In one case, a patient had a heart attack while undergoing anesthesia, O’Connor said in an interview, but there was no physician available to intervene. The patient survived.

Lawyers for the university denied all of O’Connor’s claims in the written settlement. They said they were settling the case to avoid the expense of protracted litigation.

In a brief written statement, university officials said the anesthesiology department had done “a top-to-bottom review” of its operations in 2008. Policies were strengthened and staff underwent new training, they said. The department now uses an electronic recordkeeping system “that does not permit the practices alleged,” the statement said.

The university “remains committed to the highest standards of patient care,” the statement said.

Because he filed the whistleblower lawsuit under the federal False Claims Act, Dr. O’Connor will receive $120,000 of the settlement amount.

O’Connor said he retired from UCI in 2008 after he had repeatedly detailed the problems to several top university officials, but was rebuffed. He said the university did its own investigation of his allegations in May 2006, but the report was never made public. “It just disappeared,” O’Connor said. “That was disturbing.”

O’Connor now works at the Veterans Administration hospital in Long Beach.

The settlement agreement covers conduct at the medical center from the beginning of 2002 to the end of 2011. Dr. O’Connor filed the lawsuit in 2008 in U.S. District Court in Santa Ana, but it was under seal while federal prosecutors investigated his allegations. A judge made the complaint public last week after the settlement was signed.

Besides the university, Dr. O’Connor’s complaint also named seven UCI physicians as defendants. He said that each of them had either filed false surgical records or had participated in creating schemes to falsely bill Medicare and Medi-Cal for services. Those physicians included Dr. Peter Breen and Dr. Cynthia Anderson, who are both former chairs of the anesthesiology department and continue to work at the hospital. The two doctors did not respond to phone and email messages left yesterday.

O’Connor claimed the university had fraudulently billed Medicare and Medi-Cal for anesthesiology services. The programs will pay for residents and nurse anesthetists to administer anesthesia but only if they are properly supervised by physicians.

He said the department stretched its staff so far that doctors were scheduled to supervise procedures in two buildings at once, making proper oversight impossible. “It was all about money,” he said. “If you stretch people thin your bottom line is better.”

→ **Problem set**:
A: In the article about the UCI whistleblower settlement, rewrite the part starting at "Besides the university, Dr." and ending at "supervised by physicians.", swapping "residents" for "trainees".
B: According to the article about the UCI whistleblower settlement, how much of the settlement amount will Dr. O'Connor receive?
C: Continue the article about the UCI whistleblower settlement from the point where it stops.

→ **Extracted records**:
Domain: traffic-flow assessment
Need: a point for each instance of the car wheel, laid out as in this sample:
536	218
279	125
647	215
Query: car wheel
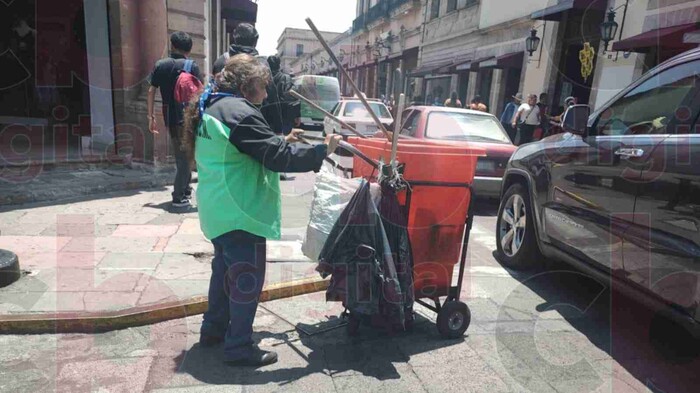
515	230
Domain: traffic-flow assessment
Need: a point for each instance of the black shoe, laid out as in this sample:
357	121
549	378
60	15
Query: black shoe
258	358
182	202
210	341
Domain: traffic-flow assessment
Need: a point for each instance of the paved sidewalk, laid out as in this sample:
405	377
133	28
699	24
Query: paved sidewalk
38	184
118	251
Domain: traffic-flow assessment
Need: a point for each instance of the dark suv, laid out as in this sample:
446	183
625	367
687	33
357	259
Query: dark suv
618	194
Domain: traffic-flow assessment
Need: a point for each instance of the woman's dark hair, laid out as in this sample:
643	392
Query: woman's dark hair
241	73
181	41
245	35
274	63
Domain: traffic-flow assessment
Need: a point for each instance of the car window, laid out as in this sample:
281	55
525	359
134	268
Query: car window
335	109
650	107
358	111
460	126
411	123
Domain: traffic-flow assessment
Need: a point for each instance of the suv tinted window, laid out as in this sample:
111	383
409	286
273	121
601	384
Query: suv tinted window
649	107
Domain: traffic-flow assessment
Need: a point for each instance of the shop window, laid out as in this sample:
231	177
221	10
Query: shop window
435	9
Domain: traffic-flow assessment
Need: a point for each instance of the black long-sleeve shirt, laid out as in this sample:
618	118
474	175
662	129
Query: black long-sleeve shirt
251	135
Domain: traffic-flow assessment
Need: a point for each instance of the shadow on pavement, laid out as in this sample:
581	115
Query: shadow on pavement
654	351
485	207
168	207
82	198
372	353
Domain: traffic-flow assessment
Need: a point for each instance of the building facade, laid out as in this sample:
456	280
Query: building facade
294	44
386	36
81	72
319	62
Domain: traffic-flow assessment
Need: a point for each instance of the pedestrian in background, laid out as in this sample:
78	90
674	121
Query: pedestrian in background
281	110
526	120
453	101
509	113
543	105
164	77
238	158
478	105
245	39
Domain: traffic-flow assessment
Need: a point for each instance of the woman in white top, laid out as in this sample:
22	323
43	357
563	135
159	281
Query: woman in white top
526	120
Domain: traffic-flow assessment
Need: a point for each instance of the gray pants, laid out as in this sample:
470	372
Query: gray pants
183	174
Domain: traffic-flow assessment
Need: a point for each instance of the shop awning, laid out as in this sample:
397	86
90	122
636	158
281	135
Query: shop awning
474	65
692	38
428	69
510	60
667	37
556	12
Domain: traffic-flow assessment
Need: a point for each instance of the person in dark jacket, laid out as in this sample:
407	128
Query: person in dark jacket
508	114
164	77
245	39
238	159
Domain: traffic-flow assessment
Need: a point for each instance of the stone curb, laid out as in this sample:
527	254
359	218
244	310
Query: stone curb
78	192
101	322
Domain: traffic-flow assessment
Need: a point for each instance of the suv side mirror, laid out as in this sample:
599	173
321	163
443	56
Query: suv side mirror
575	119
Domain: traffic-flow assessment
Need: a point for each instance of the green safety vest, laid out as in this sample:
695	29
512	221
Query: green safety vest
234	192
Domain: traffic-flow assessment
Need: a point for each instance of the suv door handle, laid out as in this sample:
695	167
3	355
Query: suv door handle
630	153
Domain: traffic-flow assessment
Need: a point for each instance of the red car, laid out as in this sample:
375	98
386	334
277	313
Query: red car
463	125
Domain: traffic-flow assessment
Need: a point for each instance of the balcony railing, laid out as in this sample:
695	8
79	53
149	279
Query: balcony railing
380	10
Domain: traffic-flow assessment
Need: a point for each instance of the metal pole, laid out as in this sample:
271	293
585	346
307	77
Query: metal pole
315	106
352	83
397	129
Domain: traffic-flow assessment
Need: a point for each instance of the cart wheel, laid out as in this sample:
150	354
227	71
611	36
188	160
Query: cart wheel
453	319
353	326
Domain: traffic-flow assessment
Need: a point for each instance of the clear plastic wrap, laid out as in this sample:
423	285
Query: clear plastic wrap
332	193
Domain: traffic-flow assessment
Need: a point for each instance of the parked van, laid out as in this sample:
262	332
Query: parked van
322	90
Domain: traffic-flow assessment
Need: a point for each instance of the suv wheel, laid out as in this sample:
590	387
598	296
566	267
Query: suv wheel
515	230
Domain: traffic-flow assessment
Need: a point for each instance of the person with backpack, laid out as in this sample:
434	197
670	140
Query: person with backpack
238	158
178	79
526	120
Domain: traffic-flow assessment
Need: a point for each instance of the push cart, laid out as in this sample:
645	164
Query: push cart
437	203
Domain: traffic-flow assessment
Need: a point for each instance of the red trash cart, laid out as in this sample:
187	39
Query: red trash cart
437	203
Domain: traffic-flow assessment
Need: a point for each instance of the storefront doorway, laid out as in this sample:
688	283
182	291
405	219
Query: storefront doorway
46	109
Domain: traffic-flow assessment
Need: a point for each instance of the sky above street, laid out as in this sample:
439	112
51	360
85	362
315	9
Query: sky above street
275	15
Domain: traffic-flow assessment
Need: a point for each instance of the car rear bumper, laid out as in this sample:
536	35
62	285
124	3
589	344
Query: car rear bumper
488	187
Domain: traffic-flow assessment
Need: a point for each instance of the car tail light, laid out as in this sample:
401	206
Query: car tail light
485	166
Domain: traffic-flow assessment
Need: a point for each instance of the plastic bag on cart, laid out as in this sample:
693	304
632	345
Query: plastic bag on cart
332	193
358	257
396	227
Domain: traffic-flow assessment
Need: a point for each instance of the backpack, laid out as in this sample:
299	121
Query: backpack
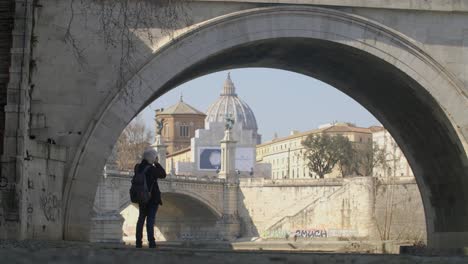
139	192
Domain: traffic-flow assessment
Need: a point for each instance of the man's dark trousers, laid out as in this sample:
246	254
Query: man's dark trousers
147	211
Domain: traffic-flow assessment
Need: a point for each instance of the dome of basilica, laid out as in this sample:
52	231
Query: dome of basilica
229	104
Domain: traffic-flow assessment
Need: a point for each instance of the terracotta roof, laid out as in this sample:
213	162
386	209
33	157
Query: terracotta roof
333	128
180	108
342	128
376	128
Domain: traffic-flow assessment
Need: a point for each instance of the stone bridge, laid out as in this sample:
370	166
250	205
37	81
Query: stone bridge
112	198
208	192
65	99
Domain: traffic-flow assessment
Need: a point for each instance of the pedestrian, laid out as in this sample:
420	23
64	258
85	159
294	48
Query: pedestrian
154	171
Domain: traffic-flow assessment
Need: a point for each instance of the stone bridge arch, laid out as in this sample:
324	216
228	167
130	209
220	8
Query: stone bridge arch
209	195
422	105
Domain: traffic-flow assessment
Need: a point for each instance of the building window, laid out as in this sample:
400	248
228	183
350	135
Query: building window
166	130
184	130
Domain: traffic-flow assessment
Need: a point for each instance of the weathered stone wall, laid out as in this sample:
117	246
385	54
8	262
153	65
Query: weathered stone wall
345	208
399	212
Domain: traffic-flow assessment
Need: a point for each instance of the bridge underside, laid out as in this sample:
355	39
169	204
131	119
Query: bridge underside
402	105
420	102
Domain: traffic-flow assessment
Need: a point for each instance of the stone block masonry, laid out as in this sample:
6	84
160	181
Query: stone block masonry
6	27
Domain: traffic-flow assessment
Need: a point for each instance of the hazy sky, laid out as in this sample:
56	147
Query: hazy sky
281	101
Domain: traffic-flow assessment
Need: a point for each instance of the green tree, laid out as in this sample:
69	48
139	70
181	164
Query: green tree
323	152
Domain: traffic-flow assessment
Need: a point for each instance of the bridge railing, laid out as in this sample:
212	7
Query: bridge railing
170	177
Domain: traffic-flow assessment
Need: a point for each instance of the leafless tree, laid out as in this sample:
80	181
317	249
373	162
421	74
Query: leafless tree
131	144
120	19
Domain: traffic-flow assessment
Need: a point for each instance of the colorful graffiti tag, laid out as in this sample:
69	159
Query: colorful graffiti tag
311	233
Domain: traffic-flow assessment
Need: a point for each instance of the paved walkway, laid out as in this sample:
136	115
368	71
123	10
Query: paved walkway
58	252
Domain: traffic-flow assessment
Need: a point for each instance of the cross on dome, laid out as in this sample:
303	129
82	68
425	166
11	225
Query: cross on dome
229	88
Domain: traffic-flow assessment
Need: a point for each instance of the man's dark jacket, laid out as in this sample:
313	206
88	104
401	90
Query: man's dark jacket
153	173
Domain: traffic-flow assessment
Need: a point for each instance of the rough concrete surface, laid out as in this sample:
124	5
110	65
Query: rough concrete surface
76	252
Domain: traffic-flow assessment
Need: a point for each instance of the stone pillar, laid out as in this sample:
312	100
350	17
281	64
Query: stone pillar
228	157
229	223
106	221
161	148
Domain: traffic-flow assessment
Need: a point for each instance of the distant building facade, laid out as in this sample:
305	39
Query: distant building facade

→ **Results of the exercise**:
A:
Besides the university, Dr. O’Connor’s complaint also named seven UCI physicians as defendants. He said that each of them had either filed false surgical records or had participated in creating schemes to falsely bill Medicare and Medi-Cal for services. Those physicians included Dr. Peter Breen and Dr. Cynthia Anderson, who are both former chairs of the anesthesiology department and continue to work at the hospital. The two doctors did not respond to phone and email messages left yesterday.

O’Connor claimed the university had fraudulently billed Medicare and Medi-Cal for anesthesiology services. The programs will pay for trainees and nurse anesthetists to administer anesthesia but only if they are properly supervised by physicians.

B: $120,000

C:
In his complaint, O’Connor said that records were routinely falsified to make it appear that the doctor was present or immediately available during the procedure. He found that records were frequently filled out even before the procedure began, he said.

He also found that the medical center was routinely billing Medicare for time spent by physicians to check on recovering surgery patients. The bills were fraudulent, he said, because the patient evaluations were actually performed by unsupervised medical residents.

“There was something written in the patient’s chart,” he said, “but the attending anesthesiologist had done nothing.”

He said that some residents giving anesthesia to patients did not have a medical license.

Dr. O’Connor said that he believed that an underlying problem in the department was physicians’ failure to review cases where problems occurred and change practices so that they didn’t happen again. For example, he said, there was no review after the patient had the heart attack.

John Murray, the medical center’s public information officer, said the university did not want to say more than its written statement.

The case wasn’t the first time that investigators found problems in the medical center’s anesthesiology department. In 2008, Medicare officials threatened to cut the university’s funding after inspectors found doctors had falsified surgical records by filling them out before patients got to the operating table.

In 2010, the state Medical Board disciplined Dr. Breen. The professor admitted that in 2006 that he had falsely filled out a surgery form for a cataract patient in advance of surgery, describing the patient as stable and comfortable. The board ordered Breen to attend courses in ethics and record-keeping.